=== REQUIRED WORK ===
Print the data verbatim. Leave every image out.

=== EXERCISE MATERIALS ===
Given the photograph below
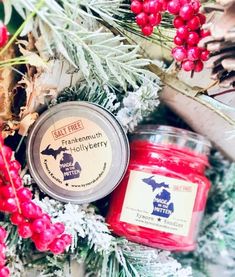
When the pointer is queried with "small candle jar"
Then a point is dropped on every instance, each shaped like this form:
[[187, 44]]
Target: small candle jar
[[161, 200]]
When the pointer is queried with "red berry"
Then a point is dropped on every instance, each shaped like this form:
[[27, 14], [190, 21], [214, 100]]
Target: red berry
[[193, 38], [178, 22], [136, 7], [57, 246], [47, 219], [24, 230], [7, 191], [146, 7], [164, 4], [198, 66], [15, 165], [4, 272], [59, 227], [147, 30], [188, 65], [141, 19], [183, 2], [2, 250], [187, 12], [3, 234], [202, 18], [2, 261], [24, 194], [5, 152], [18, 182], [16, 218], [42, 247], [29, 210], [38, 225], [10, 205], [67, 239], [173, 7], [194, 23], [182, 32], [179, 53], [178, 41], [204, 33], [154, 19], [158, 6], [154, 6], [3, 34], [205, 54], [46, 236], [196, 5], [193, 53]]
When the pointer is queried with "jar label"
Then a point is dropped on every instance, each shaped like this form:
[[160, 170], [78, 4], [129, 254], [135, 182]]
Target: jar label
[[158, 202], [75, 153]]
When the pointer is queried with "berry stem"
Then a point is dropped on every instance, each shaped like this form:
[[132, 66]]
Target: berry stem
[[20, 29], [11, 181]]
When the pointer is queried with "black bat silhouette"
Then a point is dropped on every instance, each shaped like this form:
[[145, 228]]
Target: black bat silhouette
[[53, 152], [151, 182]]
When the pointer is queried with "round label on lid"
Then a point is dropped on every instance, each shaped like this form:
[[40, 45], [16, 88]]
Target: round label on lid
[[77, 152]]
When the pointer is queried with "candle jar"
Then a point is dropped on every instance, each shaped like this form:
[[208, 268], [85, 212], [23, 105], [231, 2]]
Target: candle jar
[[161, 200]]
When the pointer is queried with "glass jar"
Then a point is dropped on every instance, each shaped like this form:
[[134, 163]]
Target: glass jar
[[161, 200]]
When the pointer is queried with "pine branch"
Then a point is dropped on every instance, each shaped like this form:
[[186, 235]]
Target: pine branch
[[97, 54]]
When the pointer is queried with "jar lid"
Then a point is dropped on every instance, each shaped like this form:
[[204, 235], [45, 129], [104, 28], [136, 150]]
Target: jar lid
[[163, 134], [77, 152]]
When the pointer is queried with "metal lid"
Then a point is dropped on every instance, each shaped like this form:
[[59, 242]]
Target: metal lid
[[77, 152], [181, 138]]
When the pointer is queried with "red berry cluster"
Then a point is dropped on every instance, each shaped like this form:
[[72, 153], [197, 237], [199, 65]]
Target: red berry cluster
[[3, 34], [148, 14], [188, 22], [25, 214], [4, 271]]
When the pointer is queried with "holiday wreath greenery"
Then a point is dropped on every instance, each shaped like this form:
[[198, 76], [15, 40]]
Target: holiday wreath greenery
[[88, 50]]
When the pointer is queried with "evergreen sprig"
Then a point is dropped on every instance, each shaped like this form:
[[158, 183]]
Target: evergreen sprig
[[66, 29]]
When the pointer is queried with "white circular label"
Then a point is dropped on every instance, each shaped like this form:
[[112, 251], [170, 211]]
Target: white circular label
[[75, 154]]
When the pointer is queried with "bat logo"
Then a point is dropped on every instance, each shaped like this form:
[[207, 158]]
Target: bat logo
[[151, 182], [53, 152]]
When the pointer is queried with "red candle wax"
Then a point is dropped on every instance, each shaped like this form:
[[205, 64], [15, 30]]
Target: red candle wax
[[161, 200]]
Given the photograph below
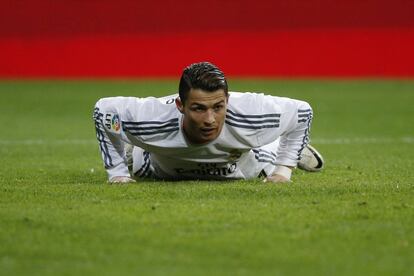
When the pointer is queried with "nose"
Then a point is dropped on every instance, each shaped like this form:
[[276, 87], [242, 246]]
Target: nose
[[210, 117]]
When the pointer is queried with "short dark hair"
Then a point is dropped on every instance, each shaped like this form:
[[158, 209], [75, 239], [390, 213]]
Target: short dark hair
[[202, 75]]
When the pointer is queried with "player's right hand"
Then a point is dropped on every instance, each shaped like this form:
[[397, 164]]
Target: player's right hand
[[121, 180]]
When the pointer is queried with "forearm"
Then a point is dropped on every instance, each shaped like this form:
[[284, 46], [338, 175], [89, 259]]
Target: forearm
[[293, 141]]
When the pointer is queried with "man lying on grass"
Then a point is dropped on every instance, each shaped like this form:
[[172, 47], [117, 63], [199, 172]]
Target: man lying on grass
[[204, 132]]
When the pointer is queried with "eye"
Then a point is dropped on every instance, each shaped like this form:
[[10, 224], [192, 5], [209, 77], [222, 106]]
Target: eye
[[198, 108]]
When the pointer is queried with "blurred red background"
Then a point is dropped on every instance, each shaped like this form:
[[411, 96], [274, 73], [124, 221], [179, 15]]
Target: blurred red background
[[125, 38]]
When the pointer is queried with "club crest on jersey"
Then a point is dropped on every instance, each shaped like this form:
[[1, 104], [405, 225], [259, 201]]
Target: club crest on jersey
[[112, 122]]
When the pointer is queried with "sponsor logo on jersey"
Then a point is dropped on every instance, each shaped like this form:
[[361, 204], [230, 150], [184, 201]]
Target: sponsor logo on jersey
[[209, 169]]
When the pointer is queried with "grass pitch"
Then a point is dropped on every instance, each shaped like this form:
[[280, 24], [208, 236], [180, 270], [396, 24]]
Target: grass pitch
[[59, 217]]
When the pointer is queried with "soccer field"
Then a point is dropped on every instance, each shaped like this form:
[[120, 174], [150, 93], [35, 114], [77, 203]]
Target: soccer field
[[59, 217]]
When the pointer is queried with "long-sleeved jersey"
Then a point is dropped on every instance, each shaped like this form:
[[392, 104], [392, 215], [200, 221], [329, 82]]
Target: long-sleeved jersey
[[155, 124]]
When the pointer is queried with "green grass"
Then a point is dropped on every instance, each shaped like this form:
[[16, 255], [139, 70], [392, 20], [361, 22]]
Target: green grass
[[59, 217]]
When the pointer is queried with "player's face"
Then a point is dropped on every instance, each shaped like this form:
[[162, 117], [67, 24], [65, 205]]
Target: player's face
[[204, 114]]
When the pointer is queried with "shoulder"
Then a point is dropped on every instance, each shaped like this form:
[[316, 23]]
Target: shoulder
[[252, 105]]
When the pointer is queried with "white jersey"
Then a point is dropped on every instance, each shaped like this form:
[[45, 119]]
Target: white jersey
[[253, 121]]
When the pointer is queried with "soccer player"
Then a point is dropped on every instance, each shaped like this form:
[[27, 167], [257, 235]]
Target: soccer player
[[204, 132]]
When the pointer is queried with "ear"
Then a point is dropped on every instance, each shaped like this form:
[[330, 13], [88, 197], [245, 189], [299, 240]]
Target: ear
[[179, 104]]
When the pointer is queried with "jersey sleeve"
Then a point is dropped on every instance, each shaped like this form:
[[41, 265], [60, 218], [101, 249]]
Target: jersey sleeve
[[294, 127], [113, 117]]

=== OUTPUT OF THE EXERCISE ===
Given the photograph below
When the pointer is queried with "small candle jar"
Then a point is dropped on every instance, each shaped like this form:
[[187, 44]]
Target: small candle jar
[[161, 200]]
When the pointer is queried with "red berry"
Then a point is dropped on every instance, each shaped like this form:
[[27, 14], [190, 21], [214, 100]]
Target: red berry
[[193, 38], [178, 22], [136, 7], [57, 246], [47, 219], [24, 230], [7, 191], [146, 7], [164, 4], [198, 66], [15, 165], [4, 272], [59, 227], [147, 30], [188, 65], [141, 19], [183, 2], [2, 250], [187, 12], [3, 234], [202, 18], [2, 261], [24, 194], [5, 152], [18, 182], [16, 218], [42, 247], [29, 210], [38, 225], [10, 205], [67, 239], [173, 7], [194, 23], [182, 32], [179, 53], [178, 41], [204, 33], [154, 19], [158, 6], [154, 6], [3, 34], [205, 54], [46, 236], [196, 5], [193, 53]]
When the pointer is queried with "jar label"
Then a point is dropped on every instance, each shaped like this form:
[[160, 170], [78, 4], [129, 254], [135, 182]]
Target: jar label
[[158, 202], [75, 153]]
When the pointer is queried with "berry stem"
Then a point is dropped on every instance, each shaped like this form:
[[132, 66]]
Target: berry stem
[[20, 29], [11, 181]]
When the pointer is queried with "black bat silhouette"
Then a point is dropped on every instance, each shaped like this form:
[[145, 228]]
Target: black bat silhouette
[[53, 152], [151, 182]]
When the pointer is queried with "round label on lid"
Then a point is dropped on every instance, each shaped like this form:
[[40, 45], [16, 88]]
Target: round label on lid
[[77, 152]]
When the pointer is queried with "candle jar"
Then a point is dropped on every instance, each shaped like this form:
[[208, 268], [85, 212], [23, 105], [231, 2]]
Target: candle jar
[[161, 200]]
When the pointer is queried with "glass jar"
Then a point is dropped on every instance, each shaped like this form:
[[134, 163]]
Target: glass jar
[[161, 200]]
When the pointer is queried with "pine branch"
Then a point is dropped on every instance, each shaped like this form:
[[186, 235]]
Target: pine branch
[[97, 54]]
When the pointer is queried with "jar lid"
Then a point is dropped on every instance, each shaped like this form:
[[204, 235], [45, 129], [104, 28], [136, 150]]
Target: jar lid
[[163, 134], [77, 152]]
When the pointer is queried with "metal lid"
Then a point is dropped on every instance, each shaped like this form:
[[59, 242]]
Target: metal lid
[[77, 152], [181, 138]]
When the pointer is queried with "red berry cluster"
Then a point is dropped on every instance, each shaped like this form:
[[72, 153], [197, 237], [199, 65]]
Target: red berry cluster
[[3, 34], [148, 14], [188, 22], [25, 214], [4, 271]]
When the pointer is queried with "holiday wreath greenery"
Then a point is dropped on every instance, each shaped like this form:
[[198, 76], [15, 40]]
Target: holiday wreath greenery
[[88, 50]]
When the pointer is queried with "evergreen sprig"
Then a point is dropped on every instance, each shaped like this form:
[[158, 183]]
Target: evergreen sprig
[[66, 29]]
When the pointer is queried with "white circular label"
Then a point is dropped on every instance, each shaped like this form:
[[112, 251], [170, 211]]
Target: white circular label
[[75, 154]]
When the pointer is queried with "bat logo"
Then a point is dropped on every instance, each shaped like this form:
[[207, 158]]
Target: bat logo
[[151, 182], [53, 152]]
When the pointer is queried with "red candle wax"
Then a point is dropped on every instance, each shaped like this form:
[[205, 64], [15, 30]]
Target: red candle wax
[[161, 200]]
Given the photograph below
When the pointer is queried with "nose"
Then a point is dropped on every instance, each shaped like this form:
[[276, 87], [242, 246]]
Target: nose
[[210, 117]]
When the pointer is queried with "short dark hair"
Then a point is dropped on every instance, each shaped like this form:
[[158, 209], [75, 239], [390, 213]]
Target: short dark hair
[[202, 75]]
When the pointer is queried with "player's right hand"
Then a point is dropped on every instance, each shaped like this form:
[[397, 164]]
Target: player's right hand
[[121, 180]]
When the pointer is queried with "forearm"
Then a point is dropped on every instance, each shaped like this form:
[[284, 46], [338, 175], [89, 259]]
Target: forearm
[[293, 141]]
When the pointer is queried with "man lying on grass"
Then a point is dropped on every instance, each shaped like this form:
[[172, 47], [117, 63], [199, 172]]
Target: man lying on grass
[[204, 132]]
When the pointer is queried with "eye"
Then a point is dropped on every instance, each shaped like this form:
[[10, 224], [192, 5], [209, 77], [222, 106]]
Target: eye
[[198, 108]]
When the pointer is queried with "blurred red background"
Then a point is dropped on every instance, each shaped like this form:
[[411, 96], [274, 73], [124, 221], [179, 15]]
Target: blurred red background
[[125, 38]]
When the pointer is queried with "club crest on jersey"
Then a point is dropped on every instance, each shaped like this form:
[[1, 104], [405, 225], [259, 201]]
Target: club crest on jersey
[[112, 122]]
When the pointer is queried with "sponsor logo on jersey"
Then a point is dropped on every instance, each shaped like this form:
[[361, 204], [230, 150], [184, 201]]
Target: sponsor logo on jersey
[[209, 169]]
When the pointer is queried with "grass pitch"
Then a point is dropped on every instance, each shaped like this form:
[[280, 24], [208, 236], [180, 270], [396, 24]]
Target: grass pitch
[[59, 217]]
When the pointer is queried with "soccer field"
Then a point is dropped on every instance, each shaped like this form:
[[120, 174], [150, 93], [35, 114], [77, 203]]
Target: soccer field
[[59, 217]]
When the pointer is queried with "long-sleeved jersey"
Then a point is dropped on every instance, each shaped like this form:
[[392, 104], [392, 215], [200, 221], [329, 82]]
Target: long-sleeved jersey
[[155, 124]]
When the pointer is queried with "green grass"
Then a point is dropped on every instance, each shaped like this form:
[[16, 255], [139, 70], [392, 20], [361, 22]]
Target: green grass
[[59, 217]]
When the pointer is queried with "player's face"
Then a point is dropped on every instance, each shaped like this form:
[[162, 117], [67, 24], [65, 205]]
Target: player's face
[[204, 114]]
When the pointer is queried with "shoulder"
Then a point is dropped on every instance, each shaped like this form:
[[316, 23]]
Target: shoulder
[[252, 105]]
When the pointer is queried with "white jersey"
Then a point is dropped on every instance, each shaped like this form:
[[45, 119]]
Target: white jersey
[[253, 121]]
When the pointer is queried with "soccer player"
Then a point is dropped on every instance, each shaped like this form:
[[27, 167], [257, 235]]
Target: soccer player
[[204, 132]]
When the pointer is queried with "ear"
Then a point is dropped on every instance, each shaped like this form:
[[330, 13], [88, 197], [245, 189], [299, 240]]
Target: ear
[[179, 104]]
When the pointer is queried with "jersey sleeve"
Then a point is dropped on every instance, each shaped like this form:
[[41, 265], [60, 218], [101, 249]]
Target: jersey sleeve
[[294, 127], [113, 117]]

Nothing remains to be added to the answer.